++++ Source text ++++
Monday, December 29, 2008

The Gumdrop Years



By Amy Platon

My grandmother, Edith Williams Crawford Williams, died January 2, 2001. Seventeen days before my wedding. The wedding she had always said she would walk in, without a walker, and in high heal shoes of course.

She was a true southern bell. But not the bell I saw depicted by Hollywood. No, she was the real thing. As down-to-earth as dirt, just like all her friends, and she had many.

She grew up in a small town learning how to cook her would-be signature chicken and dumplings’ in a tiny crowded kitchen beside her mother and her grandmother. Using the same worn out wooden bowl used to mix the dough they would roll out by hand. And true to the day she died, it was not uncommon to see her rocking on the old front porch snapping the tails off the green beans then snapping them in half. There are so many details like that one that forms the memory I have of her.

I missed a few details along the way growing up, like how she met and married her husband, the grandfather I would never know. But from what I knew, she did well. She chose a man that would provide her a good home in which to raise their family. Which turned out to be only a son, my father.
++++
**Prompt A**.
Copy the grandmother essay word for word from "The Gumdrop Years" up to and including "shoes of course.".
++++ Provided data ++++
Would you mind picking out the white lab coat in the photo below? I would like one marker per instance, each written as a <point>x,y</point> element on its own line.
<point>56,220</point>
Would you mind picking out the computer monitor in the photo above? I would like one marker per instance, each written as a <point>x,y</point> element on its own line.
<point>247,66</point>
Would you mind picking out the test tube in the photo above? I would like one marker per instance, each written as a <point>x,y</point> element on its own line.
++++
++++ Provided data ++++
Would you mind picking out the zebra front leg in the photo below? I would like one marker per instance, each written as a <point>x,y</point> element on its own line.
++++
**Prompt B**.
Scale the records from the line with "Would you mind picking out the computer" up to and including the line with "Would you mind picking out the test" by writing every one of those lines out again, requests included, with each point coordinate in the answers multiplied by 1.9 and rounded to a whole number, halves rounding up. Output only those lines.

**Finished answer A**.
The Gumdrop Years



By Amy Platon

My grandmother, Edith Williams Crawford Williams, died January 2, 2001. Seventeen days before my wedding. The wedding she had always said she would walk in, without a walker, and in high heal shoes of course.

**Finished answer B**.
Would you mind picking out the computer monitor in the photo above? I would like one marker per instance, each written as a <point>x,y</point> element on its own line.
<point>469,125</point>
Would you mind picking out the test tube in the photo above? I would like one marker per instance, each written as a <point>x,y</point> element on its own line.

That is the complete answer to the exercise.